→ Texto de estudio
********
Al plantear la pregunta sobre cuáles podrían ser los eventos de la literatura que jamás debieron ocurrir, saltan muchos y muy distintos ejemplos. Que Polidori solo escribiera su Vampiro o Lampedusa El gatopardo. Que Herbert no dejase de escribir tras Dune o que Herman Melville no triunfara con Moby Dick... El largo rosario de hipotéticas correcciones es largo y arbitrario.
En el tintero de las cosas que no ocurren o que debieron ocurrir y no lo hicieron, surge un repertorio del despropósito. Desde las muertes prematuras, pasando por los encuentros que no fueron posibles o las afrentas con las que el poder político ha castigado a las letras a lo largo de la historia. Funestas fotos de grupo, premios no concedidos, plegarias no atendidas, relatos escritos por otros. La sombra larga de la desilusión.
********
→ Tarea 1
¿Cómo califica el texto el rosario de hipotéticas correcciones?
→ Tarea 2
Reproduzca del texto el fragmento que va desde "Al plantear la" hasta "de la desilusión.".
Responda basándose únicamente en el contenido del texto.

(Entradas del conjunto de datos)
********
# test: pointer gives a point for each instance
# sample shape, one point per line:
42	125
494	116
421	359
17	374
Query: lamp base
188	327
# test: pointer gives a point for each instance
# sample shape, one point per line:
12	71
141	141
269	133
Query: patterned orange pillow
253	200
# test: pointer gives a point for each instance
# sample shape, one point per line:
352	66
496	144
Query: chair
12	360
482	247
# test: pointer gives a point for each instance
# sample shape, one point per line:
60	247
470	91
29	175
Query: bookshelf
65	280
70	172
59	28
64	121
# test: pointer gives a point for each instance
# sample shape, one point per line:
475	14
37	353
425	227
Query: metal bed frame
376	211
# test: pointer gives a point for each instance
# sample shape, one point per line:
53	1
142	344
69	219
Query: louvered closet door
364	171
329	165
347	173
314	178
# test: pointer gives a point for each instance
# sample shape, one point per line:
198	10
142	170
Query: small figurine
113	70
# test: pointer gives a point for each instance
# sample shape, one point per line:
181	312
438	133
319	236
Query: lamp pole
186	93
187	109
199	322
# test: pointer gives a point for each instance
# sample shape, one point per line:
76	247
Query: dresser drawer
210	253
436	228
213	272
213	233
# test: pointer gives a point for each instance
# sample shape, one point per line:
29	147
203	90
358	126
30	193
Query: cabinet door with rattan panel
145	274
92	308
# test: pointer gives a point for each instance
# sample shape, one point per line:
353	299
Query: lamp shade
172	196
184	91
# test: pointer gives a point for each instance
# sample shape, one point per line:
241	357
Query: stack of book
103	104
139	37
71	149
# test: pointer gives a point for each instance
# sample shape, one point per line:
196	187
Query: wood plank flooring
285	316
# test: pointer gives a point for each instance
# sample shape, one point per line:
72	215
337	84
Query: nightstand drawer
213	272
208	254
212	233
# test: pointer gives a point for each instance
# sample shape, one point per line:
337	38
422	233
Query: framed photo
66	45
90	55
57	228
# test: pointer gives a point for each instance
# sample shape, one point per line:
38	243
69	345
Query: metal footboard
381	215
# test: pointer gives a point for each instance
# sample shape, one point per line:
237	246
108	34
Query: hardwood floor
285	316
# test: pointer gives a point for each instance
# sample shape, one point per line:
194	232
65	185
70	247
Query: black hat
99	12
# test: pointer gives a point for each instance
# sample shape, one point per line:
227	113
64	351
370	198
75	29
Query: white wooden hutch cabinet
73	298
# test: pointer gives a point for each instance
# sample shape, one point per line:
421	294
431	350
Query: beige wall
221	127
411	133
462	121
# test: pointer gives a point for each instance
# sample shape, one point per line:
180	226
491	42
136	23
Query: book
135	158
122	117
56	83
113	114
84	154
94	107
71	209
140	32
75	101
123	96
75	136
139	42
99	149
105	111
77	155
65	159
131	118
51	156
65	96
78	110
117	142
********
→ Respuesta 1
Como largo y arbitrario.

→ Respuesta 2
Al plantear la pregunta sobre cuáles podrían ser los eventos de la literatura que jamás debieron ocurrir, saltan muchos y muy distintos ejemplos. Que Polidori solo escribiera su Vampiro o Lampedusa El gatopardo. Que Herbert no dejase de escribir tras Dune o que Herman Melville no triunfara con Moby Dick... El largo rosario de hipotéticas correcciones es largo y arbitrario.
En el tintero de las cosas que no ocurren o que debieron ocurrir y no lo hicieron, surge un repertorio del despropósito. Desde las muertes prematuras, pasando por los encuentros que no fueron posibles o las afrentas con las que el poder político ha castigado a las letras a lo largo de la historia. Funestas fotos de grupo, premios no concedidos, plegarias no atendidas, relatos escritos por otros. La sombra larga de la desilusión.